**** Material to process
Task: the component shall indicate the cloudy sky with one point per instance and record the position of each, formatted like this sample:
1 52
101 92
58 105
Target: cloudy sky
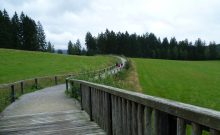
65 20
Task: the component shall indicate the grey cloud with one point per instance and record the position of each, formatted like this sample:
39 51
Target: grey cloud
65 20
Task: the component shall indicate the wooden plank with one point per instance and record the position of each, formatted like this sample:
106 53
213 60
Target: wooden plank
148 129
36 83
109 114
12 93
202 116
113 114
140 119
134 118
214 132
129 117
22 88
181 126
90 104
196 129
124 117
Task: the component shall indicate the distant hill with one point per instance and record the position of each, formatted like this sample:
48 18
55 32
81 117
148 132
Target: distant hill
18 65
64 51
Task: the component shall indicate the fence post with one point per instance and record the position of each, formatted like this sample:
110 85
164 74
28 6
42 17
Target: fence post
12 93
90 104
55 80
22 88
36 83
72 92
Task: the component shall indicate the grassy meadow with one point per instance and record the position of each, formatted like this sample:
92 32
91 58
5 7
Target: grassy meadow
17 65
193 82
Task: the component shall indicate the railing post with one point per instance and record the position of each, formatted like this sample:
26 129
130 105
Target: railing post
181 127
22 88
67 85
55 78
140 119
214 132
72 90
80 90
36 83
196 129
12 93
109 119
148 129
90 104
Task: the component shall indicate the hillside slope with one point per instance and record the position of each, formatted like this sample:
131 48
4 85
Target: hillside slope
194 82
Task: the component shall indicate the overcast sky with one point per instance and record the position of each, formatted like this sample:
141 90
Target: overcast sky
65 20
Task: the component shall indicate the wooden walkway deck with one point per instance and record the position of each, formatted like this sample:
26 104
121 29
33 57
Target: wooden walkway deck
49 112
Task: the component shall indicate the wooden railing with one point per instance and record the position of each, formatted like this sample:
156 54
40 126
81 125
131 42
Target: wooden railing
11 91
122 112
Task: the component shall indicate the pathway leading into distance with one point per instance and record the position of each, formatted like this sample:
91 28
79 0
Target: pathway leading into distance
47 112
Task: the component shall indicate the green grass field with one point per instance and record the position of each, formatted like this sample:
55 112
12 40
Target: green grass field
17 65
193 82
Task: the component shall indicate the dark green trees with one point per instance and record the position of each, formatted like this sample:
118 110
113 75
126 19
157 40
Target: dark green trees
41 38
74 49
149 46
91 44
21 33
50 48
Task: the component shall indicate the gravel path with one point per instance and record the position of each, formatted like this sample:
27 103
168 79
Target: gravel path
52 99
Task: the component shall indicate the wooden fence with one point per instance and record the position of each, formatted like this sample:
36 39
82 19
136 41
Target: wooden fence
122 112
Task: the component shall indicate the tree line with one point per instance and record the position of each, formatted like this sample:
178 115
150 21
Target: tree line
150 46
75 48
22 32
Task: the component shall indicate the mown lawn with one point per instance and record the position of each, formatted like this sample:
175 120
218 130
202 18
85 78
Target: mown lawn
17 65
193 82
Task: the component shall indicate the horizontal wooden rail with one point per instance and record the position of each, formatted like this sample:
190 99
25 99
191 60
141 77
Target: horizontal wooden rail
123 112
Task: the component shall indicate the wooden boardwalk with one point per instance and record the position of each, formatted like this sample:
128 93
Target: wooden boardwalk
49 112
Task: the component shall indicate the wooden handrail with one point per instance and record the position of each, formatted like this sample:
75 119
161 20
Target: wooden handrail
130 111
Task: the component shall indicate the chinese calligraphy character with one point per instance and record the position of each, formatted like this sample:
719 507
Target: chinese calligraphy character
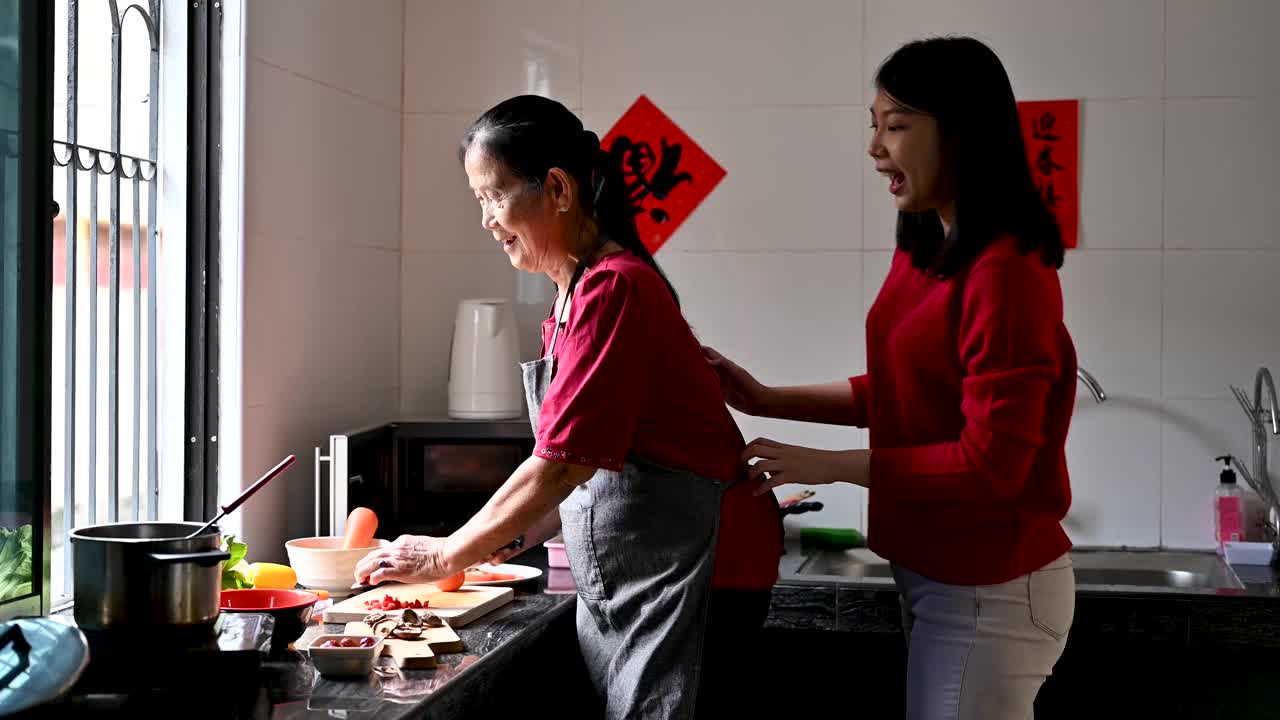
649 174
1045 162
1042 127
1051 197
********
◆ **Your goal**
Give every line above again exactly, with no pictures.

◆ **The answer**
Task: the component shall indicate the cloudy sky with one point per instance and record the position of each, formatted like this sample:
1 52
101 92
58 105
Target: cloudy sky
65 20
Task: the component shall indicate the grey cloud with one point per instance and record the position of each, formatted like this sample:
39 51
Target: grey cloud
65 20
Task: the component shall indicate the wooden plank with one point per instance and record the position of each, formatted like this sample:
106 53
213 60
Target: wooden plank
148 129
36 83
109 114
12 93
202 116
113 114
140 119
134 118
214 132
129 117
22 88
181 126
90 104
196 129
124 117
Task: the component shall indicate the distant hill with one point per instance and record the position of each, formatted like this sample:
48 18
55 32
81 117
148 132
Target: distant hill
18 65
64 51
Task: the component shall indicate the fence post with one point per instance and record the position of each, formatted like this sample:
110 85
164 74
28 6
42 17
Target: fence post
12 93
90 104
55 80
22 88
36 83
72 92
Task: the component shall indicate the grassy meadow with one point per instance and record the position of each, formatted like this sample:
92 32
91 58
5 7
Target: grassy meadow
17 65
193 82
Task: the component shall indicate the railing post with one point per instance and record the position of each, formatted like this sample:
26 129
130 105
Target: railing post
181 127
22 88
67 85
55 78
140 119
214 132
72 90
80 90
36 83
196 129
12 93
109 119
148 129
90 104
Task: the component shall indicate the hillside slope with one point per instance and record the position of each, formatted like this sample:
131 48
4 85
Target: hillside slope
194 82
Task: the component shall indicate the overcast sky with one point per instance and record the position of each, formatted like this sample:
141 90
Target: overcast sky
65 20
Task: the component shall indicate the wooden walkway deck with one point per instance and record the position of each, formatted like this sample:
26 104
121 29
33 57
Target: wooden walkway deck
49 112
Task: the component shall indicate the wooden railing with one point per instance and record the position of each, formatted like this sample:
156 54
40 126
81 125
131 42
Target: wooden railing
11 91
122 112
Task: the component shall indicate the pathway leading into distance with one point per instance and record the position of each, formatted like this sample:
91 28
79 0
Target: pathway leading into distance
47 112
Task: the component shall indicate the green grass field with one point per instance and record the position of each, formatted like this sample:
55 112
12 40
Target: green grass field
17 65
193 82
Task: the component shall indicate the dark green trees with one point per instance and record the position of each, formatted like this sample:
118 110
113 75
126 19
157 40
Target: dark green trees
41 38
74 49
149 46
91 44
21 33
50 48
Task: the component shall indicate the gravel path with one point per instance and record the position of each, formatted like this sample:
27 103
168 79
Target: gravel path
52 99
Task: the component shall indicate the wooden fence with one point per instance and record the position of each, formatted like this sample:
36 39
82 19
136 41
Target: wooden fence
122 112
Task: the component shall indicate the tree line with one point per instance and record the position of each, formatted like this sample:
178 115
150 21
Target: tree line
150 46
75 48
22 32
Task: the component shall indicate the mown lawn with one point per instance and record the position of each, formatted like this sample:
175 120
218 130
202 18
85 78
Target: mown lawn
17 65
193 82
Task: the component shall indicate the horizontal wooden rail with one point per instance and record the position of each, formatted like this sample:
190 99
25 99
191 60
141 77
Target: horizontal wooden rail
123 112
Task: the component shall indicate the wooden boardwalk with one point per instance and record the position of each, formatted like this sample:
128 93
Target: wooden boardwalk
49 112
Task: the component shall indicate the wooden handrail with one point per instance and record the position of each, formatted like this sample:
75 119
161 20
Target: wooden handrail
130 111
Task: the component shall indicate the chinese calligraphy character with one point per instance and record the position of each, formatted like this sample:
719 507
Target: chinese calligraphy character
649 174
1045 162
1042 127
1051 197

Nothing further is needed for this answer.